Copy the listing starting at the line that contains "Could you point out the unopened flower" and ending at the line that contains "column 182, row 50", changing "unopened" to "closed" and keeping everything else the same.

* start *

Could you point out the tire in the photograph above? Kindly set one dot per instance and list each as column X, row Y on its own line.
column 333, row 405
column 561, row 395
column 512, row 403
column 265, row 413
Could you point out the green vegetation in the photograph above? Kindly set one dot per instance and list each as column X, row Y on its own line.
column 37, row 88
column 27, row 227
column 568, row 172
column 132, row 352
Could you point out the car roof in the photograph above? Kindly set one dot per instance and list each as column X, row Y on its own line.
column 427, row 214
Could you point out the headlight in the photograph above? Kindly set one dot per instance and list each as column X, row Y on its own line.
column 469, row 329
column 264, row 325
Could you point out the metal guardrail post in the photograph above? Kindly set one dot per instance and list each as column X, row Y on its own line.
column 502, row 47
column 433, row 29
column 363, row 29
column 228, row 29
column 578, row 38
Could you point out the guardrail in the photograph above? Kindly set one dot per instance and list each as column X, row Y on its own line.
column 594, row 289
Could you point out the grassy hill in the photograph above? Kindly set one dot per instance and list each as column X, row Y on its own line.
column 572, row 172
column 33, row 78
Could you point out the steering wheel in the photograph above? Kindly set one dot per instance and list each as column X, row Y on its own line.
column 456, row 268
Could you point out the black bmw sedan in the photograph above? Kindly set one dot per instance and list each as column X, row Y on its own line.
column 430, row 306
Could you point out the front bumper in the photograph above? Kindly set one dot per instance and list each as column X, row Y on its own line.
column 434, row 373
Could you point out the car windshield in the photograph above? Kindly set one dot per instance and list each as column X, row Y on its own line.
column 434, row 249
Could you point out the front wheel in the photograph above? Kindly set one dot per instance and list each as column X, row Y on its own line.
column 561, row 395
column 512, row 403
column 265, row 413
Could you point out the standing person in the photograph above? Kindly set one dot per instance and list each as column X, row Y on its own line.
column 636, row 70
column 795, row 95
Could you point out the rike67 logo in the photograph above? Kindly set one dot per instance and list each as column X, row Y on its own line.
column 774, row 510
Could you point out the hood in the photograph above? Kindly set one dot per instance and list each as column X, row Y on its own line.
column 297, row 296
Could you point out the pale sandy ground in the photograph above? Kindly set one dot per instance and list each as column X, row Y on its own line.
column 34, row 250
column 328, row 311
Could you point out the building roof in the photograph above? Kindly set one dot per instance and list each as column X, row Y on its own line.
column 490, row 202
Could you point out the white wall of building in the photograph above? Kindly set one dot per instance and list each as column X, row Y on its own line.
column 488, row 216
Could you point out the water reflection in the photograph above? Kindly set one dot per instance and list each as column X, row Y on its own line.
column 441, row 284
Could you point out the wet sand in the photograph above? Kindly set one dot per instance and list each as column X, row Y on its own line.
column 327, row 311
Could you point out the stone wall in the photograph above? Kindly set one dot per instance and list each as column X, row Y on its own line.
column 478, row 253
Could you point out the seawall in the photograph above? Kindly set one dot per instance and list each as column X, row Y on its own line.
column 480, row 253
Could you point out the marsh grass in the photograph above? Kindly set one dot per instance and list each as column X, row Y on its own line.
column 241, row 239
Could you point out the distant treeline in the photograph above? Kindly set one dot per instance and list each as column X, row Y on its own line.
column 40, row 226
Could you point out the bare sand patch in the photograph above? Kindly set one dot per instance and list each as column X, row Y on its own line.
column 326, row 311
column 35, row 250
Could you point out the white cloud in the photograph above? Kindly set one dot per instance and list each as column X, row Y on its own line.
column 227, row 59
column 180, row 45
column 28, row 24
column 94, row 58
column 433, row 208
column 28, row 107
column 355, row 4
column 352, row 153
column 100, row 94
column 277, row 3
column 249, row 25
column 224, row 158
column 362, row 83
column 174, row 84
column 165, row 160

* end *
* start *

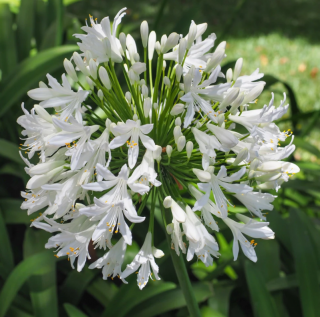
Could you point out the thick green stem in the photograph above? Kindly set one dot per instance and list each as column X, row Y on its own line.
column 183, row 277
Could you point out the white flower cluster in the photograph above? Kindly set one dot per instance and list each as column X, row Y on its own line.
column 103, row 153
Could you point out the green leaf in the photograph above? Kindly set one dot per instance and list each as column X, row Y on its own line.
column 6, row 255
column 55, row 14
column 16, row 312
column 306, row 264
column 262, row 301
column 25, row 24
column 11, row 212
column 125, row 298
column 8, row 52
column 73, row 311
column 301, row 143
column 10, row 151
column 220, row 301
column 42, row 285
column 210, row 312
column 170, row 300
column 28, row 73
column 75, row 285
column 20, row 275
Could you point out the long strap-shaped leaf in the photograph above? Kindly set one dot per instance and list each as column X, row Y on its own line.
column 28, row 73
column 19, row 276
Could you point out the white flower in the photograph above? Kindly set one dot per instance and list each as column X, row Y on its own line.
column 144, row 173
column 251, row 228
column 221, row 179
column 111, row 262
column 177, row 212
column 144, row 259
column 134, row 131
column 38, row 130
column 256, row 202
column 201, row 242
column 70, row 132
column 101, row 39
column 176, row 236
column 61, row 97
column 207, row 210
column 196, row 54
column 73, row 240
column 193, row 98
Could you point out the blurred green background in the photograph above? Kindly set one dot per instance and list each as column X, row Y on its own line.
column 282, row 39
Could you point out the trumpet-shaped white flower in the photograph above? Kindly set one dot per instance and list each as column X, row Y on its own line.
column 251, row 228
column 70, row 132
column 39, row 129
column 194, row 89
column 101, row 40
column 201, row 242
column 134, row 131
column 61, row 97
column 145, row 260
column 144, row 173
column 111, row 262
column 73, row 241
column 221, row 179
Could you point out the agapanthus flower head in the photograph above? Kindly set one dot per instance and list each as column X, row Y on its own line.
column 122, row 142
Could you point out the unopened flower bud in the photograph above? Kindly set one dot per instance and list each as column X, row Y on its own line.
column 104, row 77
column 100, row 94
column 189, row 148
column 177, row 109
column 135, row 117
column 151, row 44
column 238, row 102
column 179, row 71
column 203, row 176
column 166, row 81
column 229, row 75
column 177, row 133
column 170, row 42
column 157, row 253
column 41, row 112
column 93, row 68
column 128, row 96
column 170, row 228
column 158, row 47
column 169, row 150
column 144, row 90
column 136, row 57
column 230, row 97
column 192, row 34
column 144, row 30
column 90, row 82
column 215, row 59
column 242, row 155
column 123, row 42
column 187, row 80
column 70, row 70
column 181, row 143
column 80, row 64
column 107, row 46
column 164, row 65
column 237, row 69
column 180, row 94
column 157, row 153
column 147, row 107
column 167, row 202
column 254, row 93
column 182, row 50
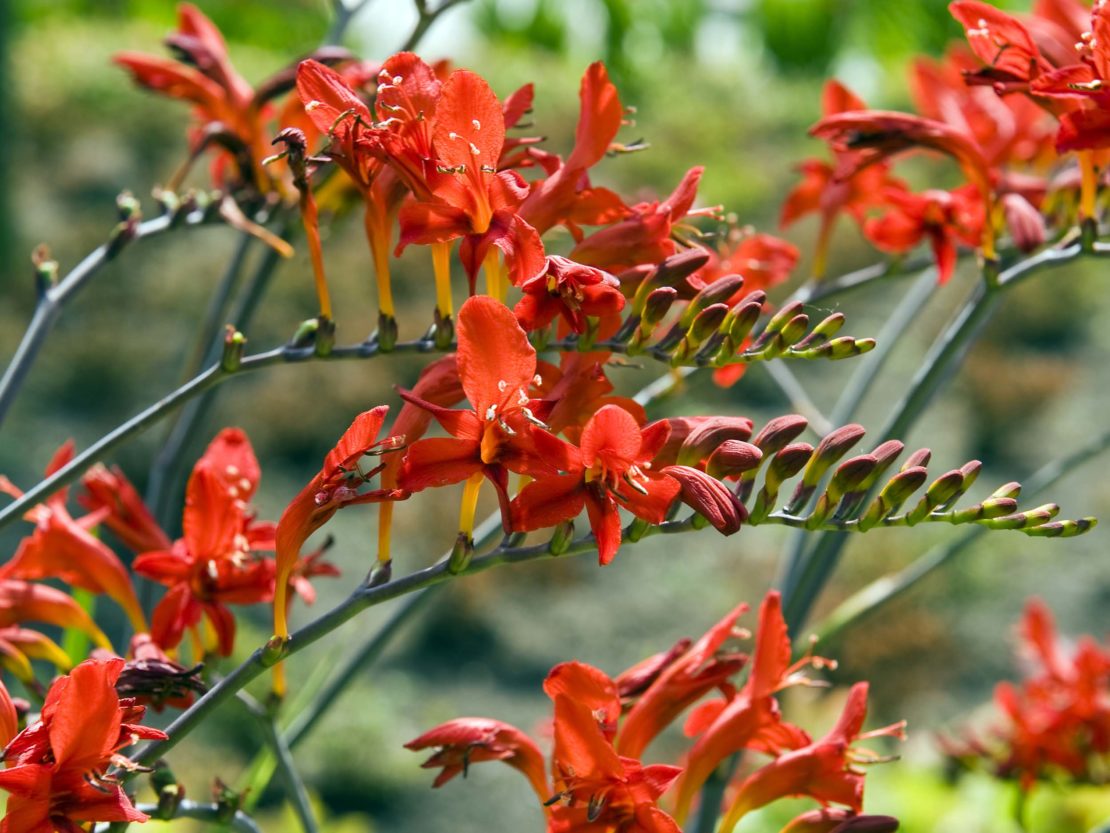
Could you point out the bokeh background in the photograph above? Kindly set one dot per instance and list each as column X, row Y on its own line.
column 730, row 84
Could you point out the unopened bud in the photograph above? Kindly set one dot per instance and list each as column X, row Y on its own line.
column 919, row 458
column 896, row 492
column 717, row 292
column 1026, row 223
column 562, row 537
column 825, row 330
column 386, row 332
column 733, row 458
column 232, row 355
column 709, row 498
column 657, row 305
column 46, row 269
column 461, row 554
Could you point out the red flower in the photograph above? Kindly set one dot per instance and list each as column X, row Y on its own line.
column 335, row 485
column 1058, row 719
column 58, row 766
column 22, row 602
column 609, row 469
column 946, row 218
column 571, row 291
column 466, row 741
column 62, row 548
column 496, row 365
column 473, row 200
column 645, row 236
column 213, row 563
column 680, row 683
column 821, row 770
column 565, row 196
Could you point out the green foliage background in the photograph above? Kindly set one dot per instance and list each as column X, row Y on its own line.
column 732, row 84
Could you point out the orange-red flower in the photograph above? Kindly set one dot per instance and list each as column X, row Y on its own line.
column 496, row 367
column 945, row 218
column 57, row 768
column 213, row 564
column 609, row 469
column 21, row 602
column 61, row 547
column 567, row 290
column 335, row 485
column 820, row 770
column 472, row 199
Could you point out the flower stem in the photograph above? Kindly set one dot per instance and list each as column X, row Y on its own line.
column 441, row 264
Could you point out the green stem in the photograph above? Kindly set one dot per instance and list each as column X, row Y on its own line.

* end *
* start *

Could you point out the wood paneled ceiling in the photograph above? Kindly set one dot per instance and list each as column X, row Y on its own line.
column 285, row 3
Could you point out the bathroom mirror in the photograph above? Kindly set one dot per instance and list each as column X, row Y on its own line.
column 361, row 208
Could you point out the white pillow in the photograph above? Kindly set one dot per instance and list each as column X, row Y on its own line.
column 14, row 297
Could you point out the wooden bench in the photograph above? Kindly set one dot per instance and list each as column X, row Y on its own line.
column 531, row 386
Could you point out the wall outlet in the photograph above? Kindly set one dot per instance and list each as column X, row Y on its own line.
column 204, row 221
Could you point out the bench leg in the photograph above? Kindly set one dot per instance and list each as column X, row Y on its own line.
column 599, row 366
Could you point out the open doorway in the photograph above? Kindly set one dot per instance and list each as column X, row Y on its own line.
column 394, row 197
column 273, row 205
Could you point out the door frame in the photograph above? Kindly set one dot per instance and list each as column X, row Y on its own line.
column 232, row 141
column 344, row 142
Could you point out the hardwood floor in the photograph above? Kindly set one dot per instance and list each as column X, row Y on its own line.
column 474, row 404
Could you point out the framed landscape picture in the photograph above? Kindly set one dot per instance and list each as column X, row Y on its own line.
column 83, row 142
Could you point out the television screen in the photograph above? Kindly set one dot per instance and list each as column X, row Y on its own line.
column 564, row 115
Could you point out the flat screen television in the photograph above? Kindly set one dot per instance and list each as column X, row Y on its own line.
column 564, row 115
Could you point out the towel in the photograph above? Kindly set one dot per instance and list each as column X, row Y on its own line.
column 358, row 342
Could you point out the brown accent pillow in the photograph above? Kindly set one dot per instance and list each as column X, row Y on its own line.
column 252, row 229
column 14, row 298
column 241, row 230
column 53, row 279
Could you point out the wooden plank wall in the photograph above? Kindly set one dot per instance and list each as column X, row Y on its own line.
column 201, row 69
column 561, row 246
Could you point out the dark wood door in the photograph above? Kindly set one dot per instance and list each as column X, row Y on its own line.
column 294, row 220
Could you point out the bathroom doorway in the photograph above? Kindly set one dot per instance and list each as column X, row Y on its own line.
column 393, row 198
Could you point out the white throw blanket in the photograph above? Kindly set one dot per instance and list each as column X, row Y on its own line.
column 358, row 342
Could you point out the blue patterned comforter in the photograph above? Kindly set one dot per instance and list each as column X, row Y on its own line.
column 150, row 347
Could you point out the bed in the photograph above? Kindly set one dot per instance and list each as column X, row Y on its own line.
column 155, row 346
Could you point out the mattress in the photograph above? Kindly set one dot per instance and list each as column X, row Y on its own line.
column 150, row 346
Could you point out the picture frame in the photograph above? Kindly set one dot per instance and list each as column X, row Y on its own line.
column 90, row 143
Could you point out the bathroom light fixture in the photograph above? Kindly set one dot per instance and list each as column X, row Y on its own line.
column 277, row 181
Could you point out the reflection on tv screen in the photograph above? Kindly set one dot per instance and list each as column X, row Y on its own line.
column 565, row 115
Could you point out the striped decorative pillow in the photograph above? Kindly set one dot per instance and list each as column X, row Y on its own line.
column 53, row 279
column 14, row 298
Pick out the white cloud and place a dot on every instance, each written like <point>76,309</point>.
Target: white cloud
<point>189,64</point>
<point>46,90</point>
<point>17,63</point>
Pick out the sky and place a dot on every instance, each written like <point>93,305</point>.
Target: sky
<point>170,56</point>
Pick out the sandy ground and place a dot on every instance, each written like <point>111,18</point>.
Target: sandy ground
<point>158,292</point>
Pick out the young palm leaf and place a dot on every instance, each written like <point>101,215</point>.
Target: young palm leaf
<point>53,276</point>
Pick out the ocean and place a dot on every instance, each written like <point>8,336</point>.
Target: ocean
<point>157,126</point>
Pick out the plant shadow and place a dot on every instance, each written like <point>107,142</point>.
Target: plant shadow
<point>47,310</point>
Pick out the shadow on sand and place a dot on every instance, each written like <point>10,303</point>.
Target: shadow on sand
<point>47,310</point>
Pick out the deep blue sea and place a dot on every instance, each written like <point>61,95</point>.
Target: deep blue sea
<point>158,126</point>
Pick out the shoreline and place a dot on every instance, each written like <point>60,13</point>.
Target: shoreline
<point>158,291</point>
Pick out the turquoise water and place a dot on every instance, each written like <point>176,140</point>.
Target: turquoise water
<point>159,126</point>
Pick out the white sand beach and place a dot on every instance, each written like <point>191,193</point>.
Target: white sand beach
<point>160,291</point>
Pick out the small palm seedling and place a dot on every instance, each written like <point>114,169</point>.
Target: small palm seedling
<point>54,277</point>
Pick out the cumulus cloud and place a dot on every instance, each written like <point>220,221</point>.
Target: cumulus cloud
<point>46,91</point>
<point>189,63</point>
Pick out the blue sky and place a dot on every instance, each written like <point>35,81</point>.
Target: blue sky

* end *

▸ WRITTEN SOLUTION:
Could you point out the closed flower bud in the photograph above? Kindly set one dot per instance and list each as column X, row Y on its own line.
column 104, row 77
column 100, row 94
column 189, row 148
column 177, row 109
column 135, row 117
column 151, row 44
column 238, row 102
column 179, row 71
column 203, row 176
column 166, row 81
column 229, row 75
column 177, row 133
column 170, row 42
column 157, row 253
column 41, row 112
column 93, row 68
column 128, row 96
column 170, row 228
column 158, row 47
column 169, row 150
column 144, row 90
column 136, row 57
column 230, row 97
column 192, row 34
column 144, row 30
column 90, row 82
column 215, row 59
column 242, row 155
column 123, row 42
column 187, row 80
column 70, row 70
column 181, row 143
column 80, row 64
column 107, row 46
column 164, row 65
column 237, row 69
column 180, row 94
column 157, row 153
column 147, row 107
column 167, row 202
column 254, row 93
column 182, row 50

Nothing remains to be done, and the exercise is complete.